(Prompt)
In the excerpt on old Halloween customs, how many times did girls in old Lancashire walk around a churchyard to see a vision of their future husbands?

begin Source excerpt

Green 'arrow, green 'arrow, you bear a white blow,
If my love love me, my nose will bleed now;
If my love don't love me, it 'on't bleed a drop,
If my love do love me, 'twill bleed every drop.

This practice is recommended only for confirmed celibates and the very healthy.

Love charms
Many old British customs from Halloween were associated with love prognostication. Young women sometimes would cut bracken fern above the root to divine the first letter of the name of their lover-to-be. Another method was to blow the fluff off a dandelion, with the number of blows equalling the number of years the girl would have to wait for love.

In another charm, a girl went into the garden at midnight and plucked twelve leaves of sage. She was then sure to see the image of her lover-to-be in the shadows.

Around the churchyard
In old Lancashire, England, girls on Halloween used to walk twelve times around a churchyard on Halloween in order to see a vision of their future husbands.

Apple bobbing
The familiar Halloween custom of apple bobbing goes back centuries. In the north of England another Halloween game was to bite an apple that was stuck on a hanging beam; the player had the hands tied behind the back. On the other end of the beam was stuck a lighted candle. When the beam rotated, the trick was to bite and not be burned.

Balancing act
In the north of England, an old Halloween game had a person balancing on a pole laid between two stools. At the end of the pole was a lit candle, from which the player had to light his own without falling into a tub of water beneath him.

Cabbage pull
In old Scotland, on Halloween, young people used to determine the shape of their spouse-to-be by pulling cabbage stalks (or, runts) and examining the size and shape.

The top pickle
In old Scotland on Halloween, a young woman would pull stalks of corn. If the third stalk wants the top pickle (ie lacked the grain at the top), the lass's husband-to-be would not come to the marriage a virgin.

end Source excerpt
begin Material

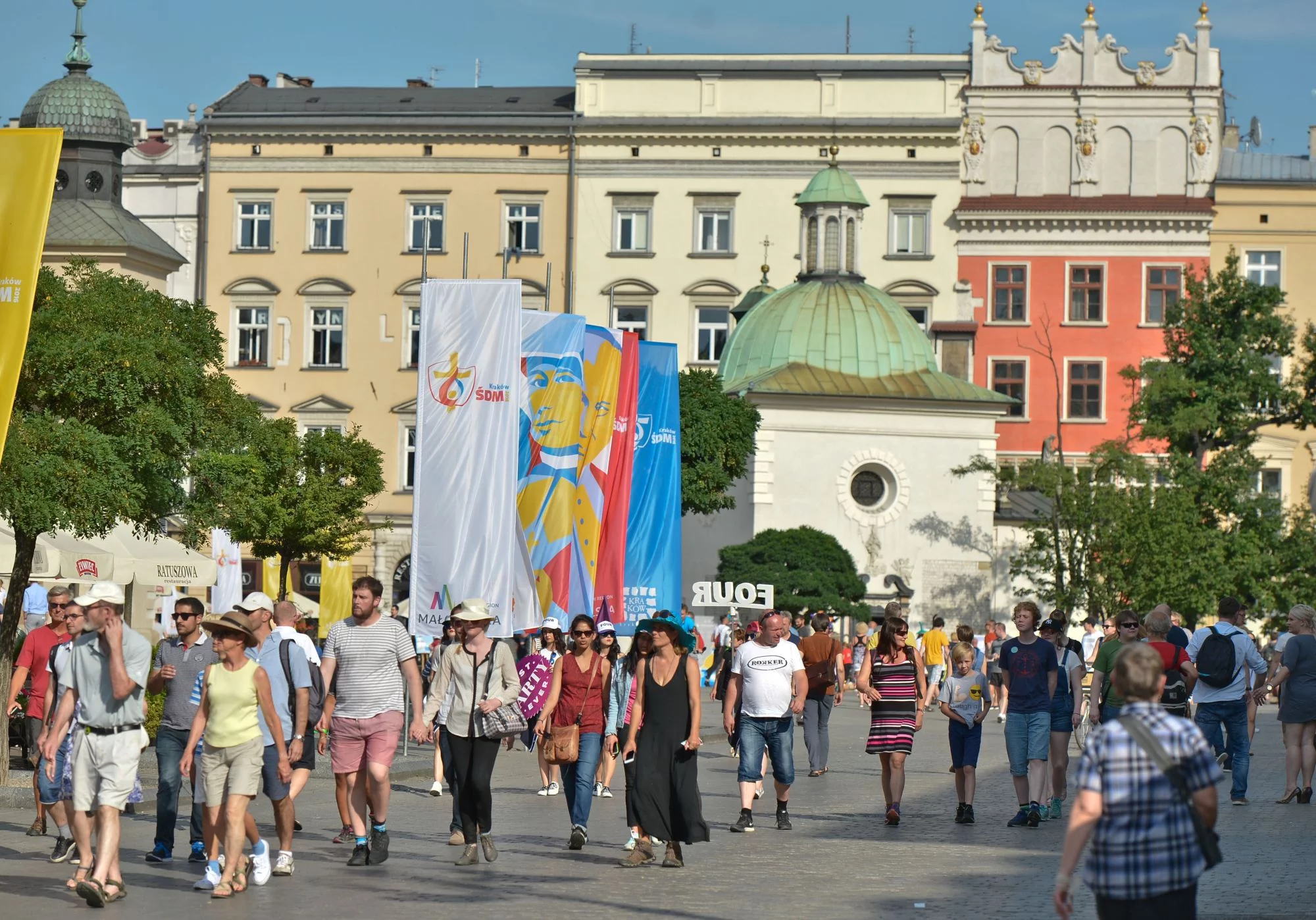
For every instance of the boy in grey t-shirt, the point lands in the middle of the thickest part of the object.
(965, 701)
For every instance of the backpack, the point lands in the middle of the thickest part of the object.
(315, 696)
(1217, 660)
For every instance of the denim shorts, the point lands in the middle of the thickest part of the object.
(778, 738)
(1028, 738)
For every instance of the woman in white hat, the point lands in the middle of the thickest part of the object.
(482, 676)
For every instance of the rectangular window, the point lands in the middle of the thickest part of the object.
(422, 218)
(1010, 294)
(523, 227)
(632, 319)
(1163, 293)
(410, 459)
(909, 232)
(327, 224)
(253, 336)
(255, 224)
(711, 331)
(1007, 378)
(1085, 386)
(715, 232)
(327, 338)
(1264, 269)
(414, 336)
(632, 232)
(1086, 294)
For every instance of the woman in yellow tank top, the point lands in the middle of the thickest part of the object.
(235, 750)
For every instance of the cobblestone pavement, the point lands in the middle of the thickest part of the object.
(839, 860)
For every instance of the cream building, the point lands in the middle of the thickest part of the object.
(318, 213)
(685, 164)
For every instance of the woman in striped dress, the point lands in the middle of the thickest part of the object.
(893, 682)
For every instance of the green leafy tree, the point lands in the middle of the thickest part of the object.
(807, 569)
(120, 390)
(294, 497)
(717, 442)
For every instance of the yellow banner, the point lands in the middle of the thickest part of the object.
(27, 185)
(335, 593)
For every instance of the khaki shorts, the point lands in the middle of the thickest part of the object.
(106, 768)
(234, 771)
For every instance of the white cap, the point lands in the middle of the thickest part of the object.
(257, 601)
(102, 593)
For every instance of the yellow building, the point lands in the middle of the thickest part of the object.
(1267, 213)
(315, 235)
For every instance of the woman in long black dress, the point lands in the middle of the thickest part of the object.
(665, 742)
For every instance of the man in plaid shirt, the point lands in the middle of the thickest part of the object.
(1146, 857)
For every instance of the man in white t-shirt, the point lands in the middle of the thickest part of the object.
(768, 682)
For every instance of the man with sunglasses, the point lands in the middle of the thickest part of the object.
(178, 661)
(32, 661)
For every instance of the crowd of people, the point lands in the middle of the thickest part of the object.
(1164, 713)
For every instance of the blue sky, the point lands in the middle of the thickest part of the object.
(163, 56)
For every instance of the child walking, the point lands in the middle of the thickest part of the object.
(965, 700)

end Material

(Reply)
Twelve times.